• [Исходный текст]
----------
Им вторят новые поколения «совопросников века сего», проживающие на территориях современной Евразии: «Как Бог допускает, что идея тоталитарного карамазовского Скотопригоньевска по сей день жива, а трагический опыт зла, замешанный на страданиях бесчисленного множества людей, продолжает приумножаться? Почему этот травматический опыт не выполняет катарсических функций? Почему вместо того, чтобы очищать и преобразовывать экзистенциальные структуры современной постсекулярной души и включать механизмы метанойи, он демонстрирует повсеместные сбои систем духовной ориентации? Почему он, вместо того, чтобы исцелять, инициирует сломы в механике работы исторической памяти, заставляет забывать жизненно важные приёмы упаковки и распаковки впечатлений, соответствующих универсальным, абсолютным смысловым, ценностным критериям? Откуда берется вопиющая дисфункциональность тех душ, сердец, умов, которые уже забыли девиз «Это не должно повториться» и  с готовностью подхватили дикий клич современных бесов: «Можем повторить»? Куда провалилась память о железных тоталитарных кафкианских бо́ронах ХХ века, перепахавших и перемесивших в кровавое тесто многомиллионные человеческие массы? Почему Бог не препятствует превращению опыта чрезмерного зла и страданий в новые формы зла? Почему то, что могло бы стать лекарством, становится ядом? Какие силы и обстоятельства превращают массовый предельный, сумеречный опыт несчастного существования в тромбы, блокирующие кровоток в нравственных организмах человеческих сообществ? Почему Бог допускает системную регенерацию «государств-мошенников» (Деррида), фарсово-гротескных социумов, пораженных духовной проказой народов, этически отталкивающих общественных систем, патологически порочных социальных, партийно-мафиозных конгломератов, способных лишь на то, чтобы стимулировать растление, распространять разложение, сеять смерть?
----------
• [Строки данных]
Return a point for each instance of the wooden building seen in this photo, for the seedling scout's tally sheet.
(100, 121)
----------
• [Задания]
1. Перескажите короче, в виде списка, абзац исходного текста, начинающийся словами «Им вторят новые поколения».
2. Выпишите из исходного текста все вопросы, в которых упоминается Бог.
Материал для этой работы не нужен.

• [Ответы]
1.
Новые поколения «совопросников века сего», живущие на территориях современной Евразии, спрашивают:
- как Бог допускает, что идея тоталитарного карамазовского Скотопригоньевска жива до сих пор, а трагический опыт зла и страданий множится;
- почему травматический опыт не выполняет катарсических функций: вместо очищения и метанойи он приводит к сбоям духовной ориентации и ломает работу исторической памяти;
- откуда дисфункциональность тех, кто забыл девиз «Это не должно повториться» и подхватил клич «Можем повторить»;
- куда исчезла память о тоталитарных кафкианских бо́ронах ХХ века, перемоловших многомиллионные массы людей;
- почему Бог не препятствует превращению опыта зла в новые формы зла, а лекарства в яд;
- какие силы превращают массовый опыт несчастного существования в тромбы, блокирующие кровоток в нравственных организмах сообществ;
- почему Бог допускает системную регенерацию «государств-мошенников» (Деррида) и порочных партийно-мафиозных конгломератов, которые сеют растление, разложение и смерть.

2.
1. «Как Бог допускает, что идея тоталитарного карамазовского Скотопригоньевска по сей день жива, а трагический опыт зла, замешанный на страданиях бесчисленного множества людей, продолжает приумножаться?»
2. «Почему Бог не препятствует превращению опыта чрезмерного зла и страданий в новые формы зла?»
3. «Почему Бог допускает системную регенерацию «государств-мошенников» (Деррида), фарсово-гротескных социумов, пораженных духовной проказой народов, этически отталкивающих общественных систем, патологически порочных социальных, партийно-мафиозных конгломератов, способных лишь на то, чтобы стимулировать растление, распространять разложение, сеять смерть?»